**Passage given**
— START —

The demi-brigade was an awkward invention of Granger's; but at this
time it was necessitated--perhaps by the depleted condition of our
regiments, which compelled the massing of a great number of
regimental organizations into a division to give it weight and force.

On October 16, 1863, General Grant had been assigned to the command
of the "Military Division of the Mississippi," a geographical area
which embraced the Departments of the Ohio, the Cumberland, and the
Tennessee, thus effecting a consolidation of divided commands which
might have been introduced most profitably at an earlier date. The
same order that assigned General Grant relieved General Rosecrans,
and placed General Thomas in command of the Army of the Cumberland.

— END —

Entries from a point annotation set:

— START —

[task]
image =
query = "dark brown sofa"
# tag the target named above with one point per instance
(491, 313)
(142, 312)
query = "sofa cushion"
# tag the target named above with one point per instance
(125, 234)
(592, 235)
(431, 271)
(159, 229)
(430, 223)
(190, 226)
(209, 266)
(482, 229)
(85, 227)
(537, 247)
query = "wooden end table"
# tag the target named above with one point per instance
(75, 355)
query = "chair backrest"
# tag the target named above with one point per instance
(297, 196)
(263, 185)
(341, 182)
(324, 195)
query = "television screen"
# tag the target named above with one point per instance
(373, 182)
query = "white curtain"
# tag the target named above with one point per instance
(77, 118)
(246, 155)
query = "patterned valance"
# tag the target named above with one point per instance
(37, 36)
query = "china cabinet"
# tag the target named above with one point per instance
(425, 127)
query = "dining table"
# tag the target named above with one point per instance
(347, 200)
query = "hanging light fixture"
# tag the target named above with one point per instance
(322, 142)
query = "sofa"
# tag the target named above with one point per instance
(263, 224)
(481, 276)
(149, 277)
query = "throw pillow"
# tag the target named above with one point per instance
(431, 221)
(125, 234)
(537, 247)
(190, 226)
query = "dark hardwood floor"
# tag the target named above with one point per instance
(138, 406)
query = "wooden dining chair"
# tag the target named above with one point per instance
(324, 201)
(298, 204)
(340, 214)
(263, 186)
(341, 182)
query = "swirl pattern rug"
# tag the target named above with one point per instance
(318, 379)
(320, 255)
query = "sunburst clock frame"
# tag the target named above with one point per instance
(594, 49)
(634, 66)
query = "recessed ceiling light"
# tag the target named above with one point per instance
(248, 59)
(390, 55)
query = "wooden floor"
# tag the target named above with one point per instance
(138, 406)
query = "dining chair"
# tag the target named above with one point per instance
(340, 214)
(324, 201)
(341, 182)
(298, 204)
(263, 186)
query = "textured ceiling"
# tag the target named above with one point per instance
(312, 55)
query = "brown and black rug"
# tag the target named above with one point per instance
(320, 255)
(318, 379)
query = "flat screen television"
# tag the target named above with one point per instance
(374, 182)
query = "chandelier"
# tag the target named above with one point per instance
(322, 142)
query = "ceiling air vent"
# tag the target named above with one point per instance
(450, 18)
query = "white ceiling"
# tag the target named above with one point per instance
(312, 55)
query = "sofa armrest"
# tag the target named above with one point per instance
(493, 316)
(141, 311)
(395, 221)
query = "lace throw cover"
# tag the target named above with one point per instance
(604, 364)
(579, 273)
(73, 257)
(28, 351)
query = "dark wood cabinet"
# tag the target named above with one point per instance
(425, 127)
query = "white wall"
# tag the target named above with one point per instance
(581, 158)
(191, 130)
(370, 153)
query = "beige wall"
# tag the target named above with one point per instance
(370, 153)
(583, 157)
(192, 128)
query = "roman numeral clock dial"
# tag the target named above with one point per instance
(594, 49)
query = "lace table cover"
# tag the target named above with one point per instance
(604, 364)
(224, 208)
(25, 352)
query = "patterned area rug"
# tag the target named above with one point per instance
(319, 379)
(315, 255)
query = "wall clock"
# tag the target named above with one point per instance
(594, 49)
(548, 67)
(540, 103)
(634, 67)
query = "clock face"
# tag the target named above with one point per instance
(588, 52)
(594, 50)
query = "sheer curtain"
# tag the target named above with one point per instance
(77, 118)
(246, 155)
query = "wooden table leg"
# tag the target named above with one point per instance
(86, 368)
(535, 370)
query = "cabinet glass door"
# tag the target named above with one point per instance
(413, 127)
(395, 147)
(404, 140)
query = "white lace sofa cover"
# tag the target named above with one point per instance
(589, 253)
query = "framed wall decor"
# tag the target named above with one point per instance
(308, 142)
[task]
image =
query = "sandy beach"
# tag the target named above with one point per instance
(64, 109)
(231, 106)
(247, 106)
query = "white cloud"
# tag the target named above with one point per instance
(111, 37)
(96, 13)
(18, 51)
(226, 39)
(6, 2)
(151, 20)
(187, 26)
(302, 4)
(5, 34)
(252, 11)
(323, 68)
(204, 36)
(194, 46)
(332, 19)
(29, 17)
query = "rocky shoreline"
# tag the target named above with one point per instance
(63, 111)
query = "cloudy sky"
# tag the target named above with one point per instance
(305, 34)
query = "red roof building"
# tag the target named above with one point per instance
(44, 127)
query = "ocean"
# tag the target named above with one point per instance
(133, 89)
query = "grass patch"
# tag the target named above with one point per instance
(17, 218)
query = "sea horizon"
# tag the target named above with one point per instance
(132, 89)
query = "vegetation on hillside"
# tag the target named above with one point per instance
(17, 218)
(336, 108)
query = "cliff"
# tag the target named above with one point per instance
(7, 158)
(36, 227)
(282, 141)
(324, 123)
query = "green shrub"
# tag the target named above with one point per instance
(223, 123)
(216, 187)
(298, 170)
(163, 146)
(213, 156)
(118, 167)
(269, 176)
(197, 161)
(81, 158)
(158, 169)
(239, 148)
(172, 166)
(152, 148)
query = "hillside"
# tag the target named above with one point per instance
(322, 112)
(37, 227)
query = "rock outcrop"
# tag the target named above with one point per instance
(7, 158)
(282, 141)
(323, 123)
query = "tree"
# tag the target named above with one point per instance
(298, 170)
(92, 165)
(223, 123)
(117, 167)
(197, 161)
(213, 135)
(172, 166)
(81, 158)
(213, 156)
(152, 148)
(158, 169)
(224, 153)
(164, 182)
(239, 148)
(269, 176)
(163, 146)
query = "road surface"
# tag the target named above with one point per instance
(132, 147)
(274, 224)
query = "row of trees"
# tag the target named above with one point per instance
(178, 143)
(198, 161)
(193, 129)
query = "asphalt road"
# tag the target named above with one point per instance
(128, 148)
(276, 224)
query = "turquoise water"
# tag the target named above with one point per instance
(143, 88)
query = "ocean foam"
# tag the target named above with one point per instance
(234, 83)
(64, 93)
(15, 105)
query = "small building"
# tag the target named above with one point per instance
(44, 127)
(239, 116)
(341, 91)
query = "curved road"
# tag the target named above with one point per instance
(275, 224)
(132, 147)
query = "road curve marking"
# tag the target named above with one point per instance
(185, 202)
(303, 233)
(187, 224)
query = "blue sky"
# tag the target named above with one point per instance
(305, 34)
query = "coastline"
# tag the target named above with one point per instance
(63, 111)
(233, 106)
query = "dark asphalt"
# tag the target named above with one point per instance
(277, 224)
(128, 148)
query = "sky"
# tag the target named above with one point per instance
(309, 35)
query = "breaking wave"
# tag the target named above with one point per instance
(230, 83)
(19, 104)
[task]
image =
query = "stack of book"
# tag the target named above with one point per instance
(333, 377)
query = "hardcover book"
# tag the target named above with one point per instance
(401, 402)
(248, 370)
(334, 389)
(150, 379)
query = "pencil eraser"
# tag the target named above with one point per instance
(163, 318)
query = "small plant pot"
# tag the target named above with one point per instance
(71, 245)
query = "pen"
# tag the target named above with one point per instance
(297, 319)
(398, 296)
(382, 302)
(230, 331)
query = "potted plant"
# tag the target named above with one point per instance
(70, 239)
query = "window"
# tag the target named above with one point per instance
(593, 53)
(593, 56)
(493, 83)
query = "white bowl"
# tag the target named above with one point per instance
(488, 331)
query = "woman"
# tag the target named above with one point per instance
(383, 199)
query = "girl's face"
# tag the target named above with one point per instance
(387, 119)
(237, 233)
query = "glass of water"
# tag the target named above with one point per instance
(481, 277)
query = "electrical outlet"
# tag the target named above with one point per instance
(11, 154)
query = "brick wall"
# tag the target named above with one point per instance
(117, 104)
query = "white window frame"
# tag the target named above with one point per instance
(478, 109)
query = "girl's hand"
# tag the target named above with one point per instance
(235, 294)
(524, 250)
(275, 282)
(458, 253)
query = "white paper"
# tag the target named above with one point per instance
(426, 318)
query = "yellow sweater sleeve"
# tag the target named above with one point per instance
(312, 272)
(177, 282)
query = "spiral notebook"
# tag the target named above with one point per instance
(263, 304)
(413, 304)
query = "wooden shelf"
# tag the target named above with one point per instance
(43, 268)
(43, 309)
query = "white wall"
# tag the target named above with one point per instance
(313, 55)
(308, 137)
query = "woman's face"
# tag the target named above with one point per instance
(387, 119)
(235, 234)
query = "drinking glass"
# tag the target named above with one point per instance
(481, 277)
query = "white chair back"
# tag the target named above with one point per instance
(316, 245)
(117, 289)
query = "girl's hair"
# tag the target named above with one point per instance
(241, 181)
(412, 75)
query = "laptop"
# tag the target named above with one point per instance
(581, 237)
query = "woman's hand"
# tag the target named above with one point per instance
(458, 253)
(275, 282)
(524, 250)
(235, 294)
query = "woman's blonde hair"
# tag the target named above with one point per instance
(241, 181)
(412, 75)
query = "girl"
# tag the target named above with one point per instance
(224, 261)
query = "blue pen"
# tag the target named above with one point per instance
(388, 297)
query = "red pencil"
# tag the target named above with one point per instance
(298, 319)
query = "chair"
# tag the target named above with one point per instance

— END —

**Task details**
Please decide whether each statement below agrees with the passage on Grant's command, answering yes or no and quoting the deciding words. (a) General Grant was assigned to the "Military Division of the Mississippi" on October 16, 1863. (b) The order that assigned General Grant put General Rosecrans in command of the Army of the Cumberland. (c) The demi-brigade was an invention of Granger's.

**Solution for this problem**
(a) Yes: "On October 16, 1863, General Grant had been assigned to the command of the "Military Division of the Mississippi,""
(b) No: "The same order that assigned General Grant relieved General Rosecrans, and placed General Thomas in command of the Army of the Cumberland."
(c) Yes: "The demi-brigade was an awkward invention of Granger's"